The records below are to be transcribed exactly, with the pictures removed.

Stored data entries
______________________________

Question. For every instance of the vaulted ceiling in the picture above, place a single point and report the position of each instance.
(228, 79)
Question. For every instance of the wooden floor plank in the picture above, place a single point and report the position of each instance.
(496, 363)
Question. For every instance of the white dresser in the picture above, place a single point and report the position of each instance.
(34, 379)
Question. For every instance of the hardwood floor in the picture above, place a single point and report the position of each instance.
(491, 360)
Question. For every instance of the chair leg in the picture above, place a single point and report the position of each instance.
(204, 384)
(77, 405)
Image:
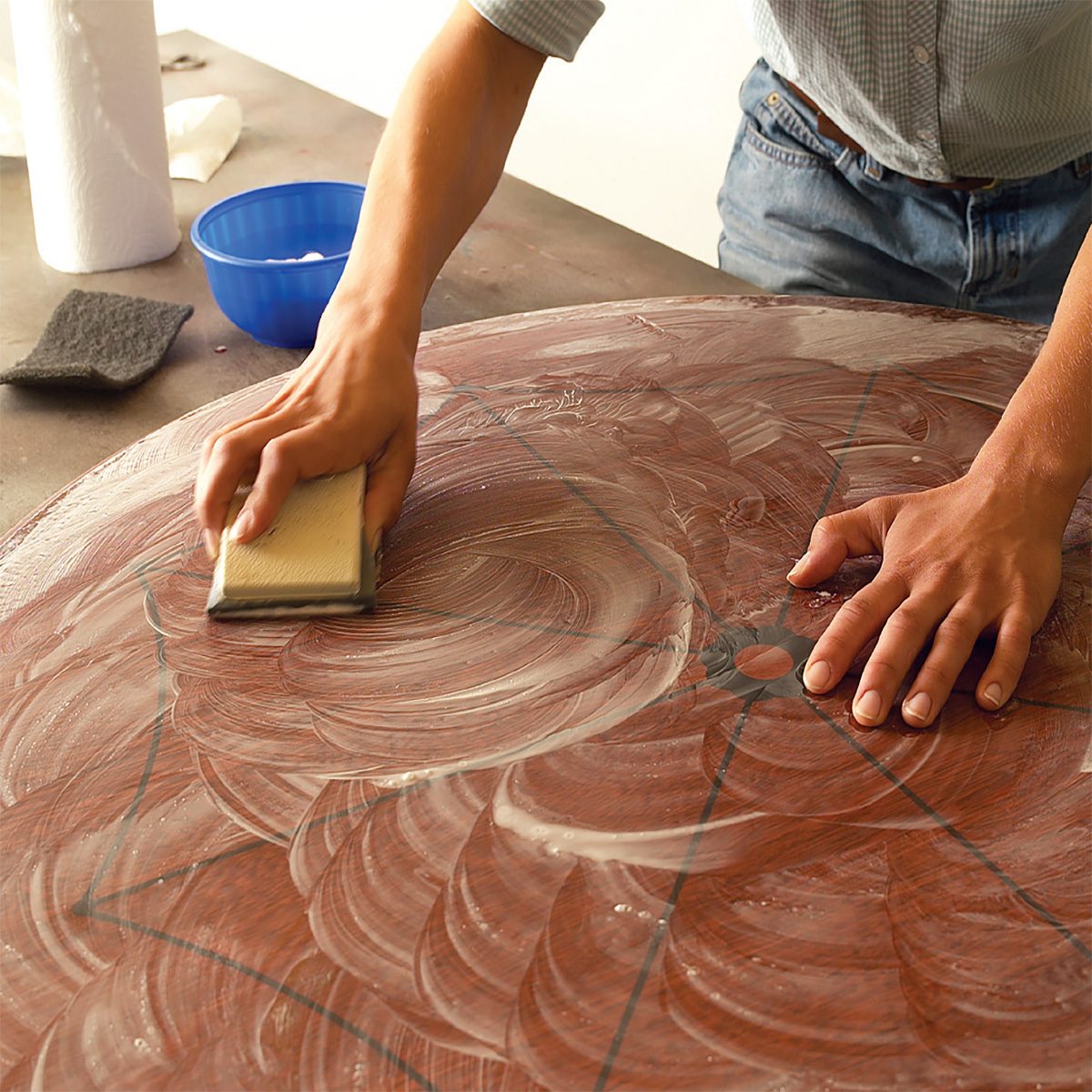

______________________________

ANSWER TO THE PROBLEM →
Question. For every instance of the vaulted ceiling in the picture above, place a single point and report the position of each instance.
(228, 79)
Question. For every instance of the wooden floor plank in the picture above, place a single point and report the position of each instance.
(496, 363)
Question. For every instance of the white dresser in the picture above, place a single point and report the position of each instance.
(34, 379)
Question. For every instance of the hardwood floor in the picture above, place a single point and report the position of each instance.
(491, 360)
Question. For every instance of the chair leg in the picture above, place a single point and report the position of each instance.
(204, 384)
(77, 405)
Image:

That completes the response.